[Reading text — start]

Apr 17, 2010 at 11:13 comment added Joel David Hamkins Epthh, in fact one can always find a particular A, which does not halt, but such that the original theory T does not prove this. For example, let A be the program that searches for a proof of a contradiction in T, halting when one is found. If T is consistent, then this program does not halt, but T cannot prove that it does not halt, since then it would prove its own consistency. The proof I just gave that A does not halt--analogous to your proof of not-H(A)--is not a proof in T, however, but a proof in T+Con(T), a stronger theory.
Apr 17, 2010 at 10:29 comment added user5415 "What I meant was that by ruling out H(A), I have a proof of $\neg P(A)$" should be "proof of $\neg H(A)$" of course
Apr 17, 2010 at 10:21 comment added user5415 Thanks for the detailed explanations. "for the A such that $\neg P(A)$, you have ruled out the case that H(A). The remaining case is that A does not halt, and you have no reason to assume that this fact is provable in your system." What I meant was that by ruling out H(A), I have a proof of $\neg P(A)$. Which is true but requires the assumption of $\neg P(A)$ which is not provable. (I only showed that there exists an A with $\neg P(A)$ but this is not equal to being able to a proof that a given A has that property. JBL pointed that out directly, that's why I marked his answer.)

[Reading text — finish]
[Provided material — start]

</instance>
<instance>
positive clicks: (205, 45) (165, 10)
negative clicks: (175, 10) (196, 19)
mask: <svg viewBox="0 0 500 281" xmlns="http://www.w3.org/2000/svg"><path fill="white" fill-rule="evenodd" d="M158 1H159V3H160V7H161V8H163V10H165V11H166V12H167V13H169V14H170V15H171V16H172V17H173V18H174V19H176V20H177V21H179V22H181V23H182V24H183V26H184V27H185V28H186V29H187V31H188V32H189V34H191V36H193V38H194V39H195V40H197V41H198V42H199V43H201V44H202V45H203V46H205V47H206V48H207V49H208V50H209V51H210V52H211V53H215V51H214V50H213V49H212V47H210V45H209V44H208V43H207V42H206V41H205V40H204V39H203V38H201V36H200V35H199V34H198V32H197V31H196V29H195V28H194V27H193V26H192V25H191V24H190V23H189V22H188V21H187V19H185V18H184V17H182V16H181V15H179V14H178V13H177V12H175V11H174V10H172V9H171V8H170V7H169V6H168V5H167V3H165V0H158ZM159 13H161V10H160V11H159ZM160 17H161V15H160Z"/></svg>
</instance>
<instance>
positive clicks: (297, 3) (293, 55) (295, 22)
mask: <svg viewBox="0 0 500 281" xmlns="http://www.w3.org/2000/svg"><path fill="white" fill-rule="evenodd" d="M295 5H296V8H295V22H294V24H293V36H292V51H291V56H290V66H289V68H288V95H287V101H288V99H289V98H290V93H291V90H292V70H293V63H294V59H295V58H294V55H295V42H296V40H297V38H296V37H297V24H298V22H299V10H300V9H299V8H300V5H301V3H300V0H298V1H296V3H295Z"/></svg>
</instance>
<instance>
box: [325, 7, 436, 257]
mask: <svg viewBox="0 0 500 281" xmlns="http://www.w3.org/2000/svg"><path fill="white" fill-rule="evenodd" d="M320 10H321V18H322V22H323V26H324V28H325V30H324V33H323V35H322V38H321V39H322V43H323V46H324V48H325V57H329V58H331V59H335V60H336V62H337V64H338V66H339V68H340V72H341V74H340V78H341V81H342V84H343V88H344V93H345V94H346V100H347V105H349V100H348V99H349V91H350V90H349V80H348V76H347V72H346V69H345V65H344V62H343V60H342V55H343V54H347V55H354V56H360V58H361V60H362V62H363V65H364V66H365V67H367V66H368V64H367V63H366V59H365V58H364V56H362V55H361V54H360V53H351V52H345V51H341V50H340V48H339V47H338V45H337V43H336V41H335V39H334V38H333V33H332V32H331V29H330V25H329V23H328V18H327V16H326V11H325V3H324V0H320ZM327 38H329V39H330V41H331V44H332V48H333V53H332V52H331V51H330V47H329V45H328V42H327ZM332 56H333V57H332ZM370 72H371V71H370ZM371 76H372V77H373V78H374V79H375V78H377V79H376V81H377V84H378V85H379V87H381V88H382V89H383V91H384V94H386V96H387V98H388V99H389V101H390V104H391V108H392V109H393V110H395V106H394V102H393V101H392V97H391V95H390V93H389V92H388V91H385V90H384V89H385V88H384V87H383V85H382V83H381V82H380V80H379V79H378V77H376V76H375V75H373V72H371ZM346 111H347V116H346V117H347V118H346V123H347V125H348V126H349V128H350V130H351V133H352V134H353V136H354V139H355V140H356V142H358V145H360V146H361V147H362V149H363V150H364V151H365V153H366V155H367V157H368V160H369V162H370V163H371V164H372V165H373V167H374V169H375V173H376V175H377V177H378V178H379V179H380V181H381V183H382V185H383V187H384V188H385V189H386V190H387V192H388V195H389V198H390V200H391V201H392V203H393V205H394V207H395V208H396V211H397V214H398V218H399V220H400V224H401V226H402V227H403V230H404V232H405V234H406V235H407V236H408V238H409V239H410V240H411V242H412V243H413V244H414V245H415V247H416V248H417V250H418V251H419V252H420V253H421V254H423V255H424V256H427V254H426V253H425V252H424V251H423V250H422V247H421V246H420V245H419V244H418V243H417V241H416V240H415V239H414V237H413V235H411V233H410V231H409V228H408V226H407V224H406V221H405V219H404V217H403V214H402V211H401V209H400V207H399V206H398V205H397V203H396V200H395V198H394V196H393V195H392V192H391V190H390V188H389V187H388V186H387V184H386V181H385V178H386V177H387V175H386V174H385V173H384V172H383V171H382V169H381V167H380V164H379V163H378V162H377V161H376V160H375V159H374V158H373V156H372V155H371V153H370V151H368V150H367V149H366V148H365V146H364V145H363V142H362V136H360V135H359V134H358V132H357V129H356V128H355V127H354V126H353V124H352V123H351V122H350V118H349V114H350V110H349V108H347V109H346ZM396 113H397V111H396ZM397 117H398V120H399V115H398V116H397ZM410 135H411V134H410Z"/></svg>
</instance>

[Provided material — finish]

List every timestamp that appears in the comment thread. The records bear no relation to the comment thread.

Result of this task
Apr 17, 2010 at 11:13
Apr 17, 2010 at 10:29
Apr 17, 2010 at 10:21